→ PROBLEM STATEMENT:
In the patch below, how many insertions and deletions are reported for util/audio.py?

** DOCUMENT SEGMENT follows **

From d749578ef5df8cd286deeeea170cf62af4693f15 Mon Sep 17 00:00:00 2001
From: Reuben Morais <reuben.morais@gmail.com>
Date: Fri, 30 Jun 2017 12:00:26 -0700
Subject: [PATCH] Improve the Python audioToInputVector implementation

---
 util/audio.py | 72 +++++++++++++++------------------------------------
 1 file changed, 21 insertions(+), 51 deletions(-)

diff --git a/util/audio.py b/util/audio.py
index 420f72d5..3b6946d0 100644
--- a/util/audio.py
+++ b/util/audio.py
@@ -12,70 +12,40 @@ except ImportError:
 
     def audioToInputVector(audio, fs, numcep, numcontext):
         if DeprecationWarning.displayed is not True:
+            DeprecationWarning.displayed = True
             print('------------------------------------------------------------------------')
             print('WARNING: libdeepspeech failed to load, resorting to deprecated code')
             print('         Refer to README.md for instructions on installing libdeepspeech')
             print('------------------------------------------------------------------------')
-            DeprecationWarning.displayed = True
 
         # Get mfcc coefficients
-        orig_inputs = mfcc(audio, samplerate=fs, numcep=numcep)
+        features = mfcc(audio, samplerate=fs, numcep=numcep)
 
         # We only keep every second feature (BiRNN stride = 2)
-        orig_inputs = orig_inputs[::2]
+        features = features[::2]
 
-        # For each time slice of the training set, we need to copy the context this makes
-        # the numcep dimensions vector into a numcep + 2*numcep*numcontext dimensions
-        # because of:
-        #  - numcep dimensions for the current mfcc feature set
-        #  - numcontext*numcep dimensions for each of the past and future (x2) mfcc feature set
-        # => so numcep + 2*numcontext*numcep
-        train_inputs = np.array([], np.float32)
-        train_inputs.resize((orig_inputs.shape[0], numcep + 2*numcep*numcontext))
+        # One stride per time step in the input
+        num_strides = len(features)
 
-        # Prepare pre-fix post fix context (TODO: Fill empty_mfcc with MCFF of silence)
-        empty_mfcc = np.array([])
-        empty_mfcc.resize((numcep))
+        # Add empty initial and final contexts
+        empty_context = np.zeros((numcontext, numcep), dtype=features.dtype)

** End of DOCUMENT SEGMENT **
** MATERIAL PROVIDED follows **

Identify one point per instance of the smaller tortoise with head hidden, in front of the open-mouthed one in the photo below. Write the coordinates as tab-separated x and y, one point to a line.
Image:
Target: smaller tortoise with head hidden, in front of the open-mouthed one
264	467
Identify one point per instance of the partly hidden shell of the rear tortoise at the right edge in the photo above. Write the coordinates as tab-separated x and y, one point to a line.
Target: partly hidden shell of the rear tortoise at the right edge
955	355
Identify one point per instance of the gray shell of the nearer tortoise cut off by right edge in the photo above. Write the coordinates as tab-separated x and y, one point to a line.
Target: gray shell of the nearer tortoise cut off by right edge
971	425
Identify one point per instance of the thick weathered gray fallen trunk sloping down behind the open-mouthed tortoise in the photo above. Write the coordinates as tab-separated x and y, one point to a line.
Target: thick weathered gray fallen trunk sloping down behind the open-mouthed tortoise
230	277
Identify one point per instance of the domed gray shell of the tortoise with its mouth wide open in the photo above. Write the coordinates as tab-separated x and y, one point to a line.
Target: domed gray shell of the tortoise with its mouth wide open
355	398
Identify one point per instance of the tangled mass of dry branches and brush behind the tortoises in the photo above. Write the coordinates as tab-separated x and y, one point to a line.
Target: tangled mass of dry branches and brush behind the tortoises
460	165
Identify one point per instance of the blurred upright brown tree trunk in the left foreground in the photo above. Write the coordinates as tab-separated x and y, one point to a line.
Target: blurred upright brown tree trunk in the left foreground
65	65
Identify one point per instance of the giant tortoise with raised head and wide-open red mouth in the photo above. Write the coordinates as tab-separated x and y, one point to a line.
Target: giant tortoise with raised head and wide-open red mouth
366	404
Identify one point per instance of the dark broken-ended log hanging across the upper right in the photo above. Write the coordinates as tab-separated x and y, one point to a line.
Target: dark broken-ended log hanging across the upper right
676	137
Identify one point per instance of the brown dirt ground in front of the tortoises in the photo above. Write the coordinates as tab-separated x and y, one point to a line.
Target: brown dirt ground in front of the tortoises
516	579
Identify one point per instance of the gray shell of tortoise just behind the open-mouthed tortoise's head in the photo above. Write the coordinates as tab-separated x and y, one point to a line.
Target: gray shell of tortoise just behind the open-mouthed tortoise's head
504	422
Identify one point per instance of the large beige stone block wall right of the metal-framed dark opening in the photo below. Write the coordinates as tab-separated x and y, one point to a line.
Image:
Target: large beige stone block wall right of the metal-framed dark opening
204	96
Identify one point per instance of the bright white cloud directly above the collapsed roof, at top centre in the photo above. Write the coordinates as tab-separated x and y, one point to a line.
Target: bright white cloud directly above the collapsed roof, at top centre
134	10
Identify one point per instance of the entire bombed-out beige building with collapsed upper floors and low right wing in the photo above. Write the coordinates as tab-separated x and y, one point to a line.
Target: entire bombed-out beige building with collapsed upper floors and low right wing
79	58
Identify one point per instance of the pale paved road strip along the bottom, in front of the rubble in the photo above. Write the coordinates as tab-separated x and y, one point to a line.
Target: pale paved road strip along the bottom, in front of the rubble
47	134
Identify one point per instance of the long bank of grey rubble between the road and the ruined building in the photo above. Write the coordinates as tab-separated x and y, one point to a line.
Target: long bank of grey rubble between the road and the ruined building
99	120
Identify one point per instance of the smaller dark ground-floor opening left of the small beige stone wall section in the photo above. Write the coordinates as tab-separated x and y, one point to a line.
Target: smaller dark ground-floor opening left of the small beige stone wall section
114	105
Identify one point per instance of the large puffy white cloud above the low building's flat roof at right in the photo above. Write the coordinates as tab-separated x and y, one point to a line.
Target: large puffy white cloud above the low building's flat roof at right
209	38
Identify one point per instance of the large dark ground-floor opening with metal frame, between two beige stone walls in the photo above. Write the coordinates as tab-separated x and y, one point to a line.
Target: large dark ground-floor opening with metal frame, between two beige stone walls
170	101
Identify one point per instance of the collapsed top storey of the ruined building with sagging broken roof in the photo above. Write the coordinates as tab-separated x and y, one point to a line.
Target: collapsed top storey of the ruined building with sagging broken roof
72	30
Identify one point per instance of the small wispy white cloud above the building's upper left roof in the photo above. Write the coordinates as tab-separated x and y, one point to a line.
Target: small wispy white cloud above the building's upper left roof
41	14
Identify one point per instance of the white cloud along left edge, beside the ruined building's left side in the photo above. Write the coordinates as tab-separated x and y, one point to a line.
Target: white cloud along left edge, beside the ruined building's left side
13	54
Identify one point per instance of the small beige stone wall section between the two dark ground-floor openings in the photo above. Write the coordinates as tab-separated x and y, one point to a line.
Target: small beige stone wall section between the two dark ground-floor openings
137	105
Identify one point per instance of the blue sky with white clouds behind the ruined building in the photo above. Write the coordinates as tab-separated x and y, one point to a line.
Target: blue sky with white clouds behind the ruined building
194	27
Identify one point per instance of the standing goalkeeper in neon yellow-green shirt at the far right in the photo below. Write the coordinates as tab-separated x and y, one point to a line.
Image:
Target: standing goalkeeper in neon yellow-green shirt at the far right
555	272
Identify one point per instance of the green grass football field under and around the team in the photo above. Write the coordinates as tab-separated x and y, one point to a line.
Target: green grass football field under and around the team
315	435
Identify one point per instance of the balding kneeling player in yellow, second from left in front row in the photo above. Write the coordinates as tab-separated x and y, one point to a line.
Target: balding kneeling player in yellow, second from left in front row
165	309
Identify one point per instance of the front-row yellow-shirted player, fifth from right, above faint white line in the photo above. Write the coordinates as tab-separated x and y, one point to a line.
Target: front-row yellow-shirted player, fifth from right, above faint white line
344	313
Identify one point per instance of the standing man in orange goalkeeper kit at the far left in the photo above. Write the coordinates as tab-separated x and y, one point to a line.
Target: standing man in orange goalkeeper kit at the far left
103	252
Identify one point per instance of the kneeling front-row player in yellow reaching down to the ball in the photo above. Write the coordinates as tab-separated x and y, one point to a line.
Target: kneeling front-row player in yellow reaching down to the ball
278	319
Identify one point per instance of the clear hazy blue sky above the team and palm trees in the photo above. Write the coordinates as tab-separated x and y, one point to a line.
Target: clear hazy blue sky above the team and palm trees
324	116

** End of MATERIAL PROVIDED **

→ REPLY TO THE TASK:
21 insertions and 51 deletions.